Reproduce the following data without any changes.
====== Records for this exercise ======
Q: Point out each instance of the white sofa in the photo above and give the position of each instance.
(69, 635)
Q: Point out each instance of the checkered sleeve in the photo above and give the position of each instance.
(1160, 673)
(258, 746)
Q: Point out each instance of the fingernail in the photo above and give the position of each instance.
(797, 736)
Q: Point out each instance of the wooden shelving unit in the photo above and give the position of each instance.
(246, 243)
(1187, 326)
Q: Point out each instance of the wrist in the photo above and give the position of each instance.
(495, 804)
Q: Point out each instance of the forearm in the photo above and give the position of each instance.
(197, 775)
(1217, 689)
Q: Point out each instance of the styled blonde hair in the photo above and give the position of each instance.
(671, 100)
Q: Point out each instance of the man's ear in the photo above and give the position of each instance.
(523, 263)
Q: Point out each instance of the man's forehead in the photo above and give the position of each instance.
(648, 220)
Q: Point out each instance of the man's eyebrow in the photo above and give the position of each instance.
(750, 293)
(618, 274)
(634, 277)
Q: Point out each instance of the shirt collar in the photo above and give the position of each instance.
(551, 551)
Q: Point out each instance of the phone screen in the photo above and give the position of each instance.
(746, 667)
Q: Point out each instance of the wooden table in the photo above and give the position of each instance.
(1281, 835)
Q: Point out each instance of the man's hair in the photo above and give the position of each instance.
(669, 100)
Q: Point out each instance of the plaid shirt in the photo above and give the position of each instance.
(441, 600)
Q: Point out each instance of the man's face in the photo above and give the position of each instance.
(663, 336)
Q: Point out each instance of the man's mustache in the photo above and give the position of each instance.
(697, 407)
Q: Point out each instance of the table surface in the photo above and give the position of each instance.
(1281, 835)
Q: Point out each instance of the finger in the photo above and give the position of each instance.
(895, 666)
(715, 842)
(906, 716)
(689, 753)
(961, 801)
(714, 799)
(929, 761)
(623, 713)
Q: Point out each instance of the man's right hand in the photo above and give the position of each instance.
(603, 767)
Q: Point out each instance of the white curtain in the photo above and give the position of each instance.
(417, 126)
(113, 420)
======
Response to this exercise:
Q: Point out each instance of the white sofa in the photo above and give the position of each instance.
(69, 635)
Q: Point out each instance of the checkered sleeve in the photo above and give the position of each instance.
(1160, 673)
(258, 746)
Q: Point out each instance of the fingernail in the photo above and give the position of each instance.
(797, 736)
Q: Point out each instance of the wooden shelving unit in the photo above and give the position of each instance.
(246, 243)
(1187, 326)
Q: Point out each instance of the wrist in the photo above and give the position of each instance.
(495, 804)
Q: Point out each instance of the forearm in the photo above and give the position of each instance.
(197, 775)
(1217, 689)
Q: Point out each instance of the styled blonde hair in the photo above and give the position of each instance.
(671, 100)
Q: Point out each instance of the man's ear in the photo above and give the position of each instance.
(523, 263)
Q: Point out each instance of the man's forehead in the photo above and give the position of each instance.
(648, 220)
Q: Point out each instance of the man's eyebrow in the photo above and give the position of each instance.
(750, 293)
(618, 274)
(634, 277)
Q: Point out each instance of the shirt collar in the photo above and give the position of each instance.
(551, 551)
Q: Point out each instance of the phone screen in the photo above and give the position of each instance.
(746, 667)
Q: Point out each instance of the wooden table in the photo above and give the position of each instance.
(1281, 835)
Q: Point out each instance of the man's hair in the photo above and give the position of each instance.
(669, 100)
Q: Point out each instance of the plaid shirt in the photo above and give the position of each instance.
(441, 600)
Q: Point out each instance of the man's face in the photo above and give the position of each instance.
(663, 336)
Q: Point out each instance of the man's mustache in the photo above and give the position of each instance.
(697, 407)
Q: Point out each instance of the table surface in the photo above and give the position of each instance.
(1281, 835)
Q: Point out each instance of the finger in the photo above and give the position of each instance.
(895, 666)
(715, 842)
(906, 716)
(689, 753)
(961, 801)
(714, 799)
(929, 761)
(623, 713)
Q: Point out each instance of the man's right hand in the photo above and give the position of each instance.
(603, 767)
Q: Point out each instance of the white curtain in the photo above and give the position of each instance.
(417, 126)
(113, 420)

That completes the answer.